SOURCE DATA Block Start
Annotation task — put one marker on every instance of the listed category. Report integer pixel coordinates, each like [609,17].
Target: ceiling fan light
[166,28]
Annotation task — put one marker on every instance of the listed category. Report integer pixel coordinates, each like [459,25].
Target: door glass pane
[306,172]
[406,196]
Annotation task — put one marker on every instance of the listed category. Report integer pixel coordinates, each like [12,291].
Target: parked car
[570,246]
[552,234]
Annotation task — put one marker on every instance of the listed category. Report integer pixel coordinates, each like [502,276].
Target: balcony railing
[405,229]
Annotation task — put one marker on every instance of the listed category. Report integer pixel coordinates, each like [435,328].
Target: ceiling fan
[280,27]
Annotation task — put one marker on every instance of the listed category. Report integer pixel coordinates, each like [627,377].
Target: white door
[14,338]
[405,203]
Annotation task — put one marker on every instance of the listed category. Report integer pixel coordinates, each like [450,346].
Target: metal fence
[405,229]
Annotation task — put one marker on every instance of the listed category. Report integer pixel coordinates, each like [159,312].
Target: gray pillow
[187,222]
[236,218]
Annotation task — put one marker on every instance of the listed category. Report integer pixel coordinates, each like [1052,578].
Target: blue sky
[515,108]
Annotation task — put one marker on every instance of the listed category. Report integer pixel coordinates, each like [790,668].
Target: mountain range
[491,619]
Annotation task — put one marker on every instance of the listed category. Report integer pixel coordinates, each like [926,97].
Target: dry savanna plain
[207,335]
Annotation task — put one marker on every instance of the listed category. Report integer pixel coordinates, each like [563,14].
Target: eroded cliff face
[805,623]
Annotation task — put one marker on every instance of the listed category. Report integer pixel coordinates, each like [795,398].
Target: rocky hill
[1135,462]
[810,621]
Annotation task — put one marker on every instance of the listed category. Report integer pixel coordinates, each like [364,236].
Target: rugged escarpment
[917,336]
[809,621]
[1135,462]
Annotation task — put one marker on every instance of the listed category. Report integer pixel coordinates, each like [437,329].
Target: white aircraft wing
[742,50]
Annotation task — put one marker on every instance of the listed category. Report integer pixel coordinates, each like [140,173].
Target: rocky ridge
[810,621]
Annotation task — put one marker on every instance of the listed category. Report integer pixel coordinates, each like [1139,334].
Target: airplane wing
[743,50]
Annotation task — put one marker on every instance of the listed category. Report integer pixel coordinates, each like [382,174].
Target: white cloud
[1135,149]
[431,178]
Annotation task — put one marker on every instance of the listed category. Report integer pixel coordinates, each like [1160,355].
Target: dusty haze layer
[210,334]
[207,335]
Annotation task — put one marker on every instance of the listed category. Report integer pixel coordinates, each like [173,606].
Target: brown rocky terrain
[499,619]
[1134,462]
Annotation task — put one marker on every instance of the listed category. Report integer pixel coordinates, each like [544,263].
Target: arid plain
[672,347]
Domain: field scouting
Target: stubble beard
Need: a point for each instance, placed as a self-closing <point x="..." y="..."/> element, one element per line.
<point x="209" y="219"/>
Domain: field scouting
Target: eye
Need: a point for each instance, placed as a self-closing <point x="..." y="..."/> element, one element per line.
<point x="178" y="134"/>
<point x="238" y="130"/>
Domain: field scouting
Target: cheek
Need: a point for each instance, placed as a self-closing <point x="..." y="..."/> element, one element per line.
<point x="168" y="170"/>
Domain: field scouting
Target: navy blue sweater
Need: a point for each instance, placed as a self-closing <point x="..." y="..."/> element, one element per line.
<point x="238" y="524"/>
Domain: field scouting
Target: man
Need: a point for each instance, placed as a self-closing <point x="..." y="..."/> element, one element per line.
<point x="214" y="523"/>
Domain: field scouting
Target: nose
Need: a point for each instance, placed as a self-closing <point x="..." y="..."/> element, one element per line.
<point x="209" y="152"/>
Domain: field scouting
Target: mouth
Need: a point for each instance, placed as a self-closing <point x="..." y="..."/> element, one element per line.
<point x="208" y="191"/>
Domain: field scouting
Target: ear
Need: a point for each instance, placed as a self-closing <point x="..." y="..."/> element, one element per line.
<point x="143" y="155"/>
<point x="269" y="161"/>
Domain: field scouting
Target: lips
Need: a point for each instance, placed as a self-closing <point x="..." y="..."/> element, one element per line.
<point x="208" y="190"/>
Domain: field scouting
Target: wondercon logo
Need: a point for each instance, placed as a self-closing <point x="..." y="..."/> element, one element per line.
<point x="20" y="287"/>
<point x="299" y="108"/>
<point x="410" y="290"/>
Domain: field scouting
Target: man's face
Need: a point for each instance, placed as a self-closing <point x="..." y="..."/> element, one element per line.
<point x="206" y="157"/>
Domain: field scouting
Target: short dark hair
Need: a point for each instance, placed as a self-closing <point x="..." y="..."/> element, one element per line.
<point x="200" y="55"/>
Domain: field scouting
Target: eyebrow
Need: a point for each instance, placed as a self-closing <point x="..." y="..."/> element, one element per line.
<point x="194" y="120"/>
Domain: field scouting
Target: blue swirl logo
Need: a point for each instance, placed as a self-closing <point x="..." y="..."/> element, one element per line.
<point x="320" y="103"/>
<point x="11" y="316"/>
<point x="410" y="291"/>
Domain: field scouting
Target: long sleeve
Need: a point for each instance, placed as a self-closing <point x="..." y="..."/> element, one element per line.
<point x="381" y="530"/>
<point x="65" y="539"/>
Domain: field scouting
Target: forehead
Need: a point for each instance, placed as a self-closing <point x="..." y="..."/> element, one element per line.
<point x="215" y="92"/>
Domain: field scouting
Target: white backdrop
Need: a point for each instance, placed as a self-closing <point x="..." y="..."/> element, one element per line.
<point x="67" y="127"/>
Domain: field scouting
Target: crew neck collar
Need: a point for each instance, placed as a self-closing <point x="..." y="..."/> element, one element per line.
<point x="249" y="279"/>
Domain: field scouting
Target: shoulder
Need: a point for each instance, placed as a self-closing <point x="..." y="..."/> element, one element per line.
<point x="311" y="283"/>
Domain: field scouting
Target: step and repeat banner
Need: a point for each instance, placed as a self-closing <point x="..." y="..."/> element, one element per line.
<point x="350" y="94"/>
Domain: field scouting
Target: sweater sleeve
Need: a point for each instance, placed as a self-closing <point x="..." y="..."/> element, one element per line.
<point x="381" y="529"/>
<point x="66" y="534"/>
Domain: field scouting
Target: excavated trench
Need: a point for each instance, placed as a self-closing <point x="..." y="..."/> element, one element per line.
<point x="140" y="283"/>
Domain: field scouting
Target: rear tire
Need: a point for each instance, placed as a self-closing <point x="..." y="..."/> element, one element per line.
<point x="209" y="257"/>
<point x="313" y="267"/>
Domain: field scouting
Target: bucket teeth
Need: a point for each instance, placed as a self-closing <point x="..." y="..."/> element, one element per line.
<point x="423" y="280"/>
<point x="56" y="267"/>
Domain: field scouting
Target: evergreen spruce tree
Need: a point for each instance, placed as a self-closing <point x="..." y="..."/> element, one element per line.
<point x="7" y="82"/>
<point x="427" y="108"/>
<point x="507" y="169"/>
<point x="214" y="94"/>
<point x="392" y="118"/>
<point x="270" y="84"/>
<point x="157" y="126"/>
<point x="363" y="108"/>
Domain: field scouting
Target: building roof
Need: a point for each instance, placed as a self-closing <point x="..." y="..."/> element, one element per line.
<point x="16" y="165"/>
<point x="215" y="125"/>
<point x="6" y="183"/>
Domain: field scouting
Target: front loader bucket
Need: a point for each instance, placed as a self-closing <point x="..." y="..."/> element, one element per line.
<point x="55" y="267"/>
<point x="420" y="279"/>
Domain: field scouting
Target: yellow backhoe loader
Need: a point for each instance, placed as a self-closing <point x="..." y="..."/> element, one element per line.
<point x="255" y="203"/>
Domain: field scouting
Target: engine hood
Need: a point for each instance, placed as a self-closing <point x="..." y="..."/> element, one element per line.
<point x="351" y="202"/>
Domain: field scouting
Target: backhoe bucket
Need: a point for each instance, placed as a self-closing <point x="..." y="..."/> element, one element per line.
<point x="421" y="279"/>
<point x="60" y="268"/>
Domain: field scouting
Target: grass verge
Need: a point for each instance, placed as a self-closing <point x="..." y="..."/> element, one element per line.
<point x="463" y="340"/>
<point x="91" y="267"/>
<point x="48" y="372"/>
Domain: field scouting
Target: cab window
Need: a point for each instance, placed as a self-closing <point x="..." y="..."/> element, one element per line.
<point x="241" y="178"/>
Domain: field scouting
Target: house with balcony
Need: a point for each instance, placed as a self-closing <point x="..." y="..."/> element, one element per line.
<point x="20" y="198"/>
SOURCE DATA Block End
- PROBLEM REQUIREMENTS
For each line of the entries that contains the word "sweater", make a copy.

- ANSWER SPACE
Target: navy blue sweater
Target: sweater sleeve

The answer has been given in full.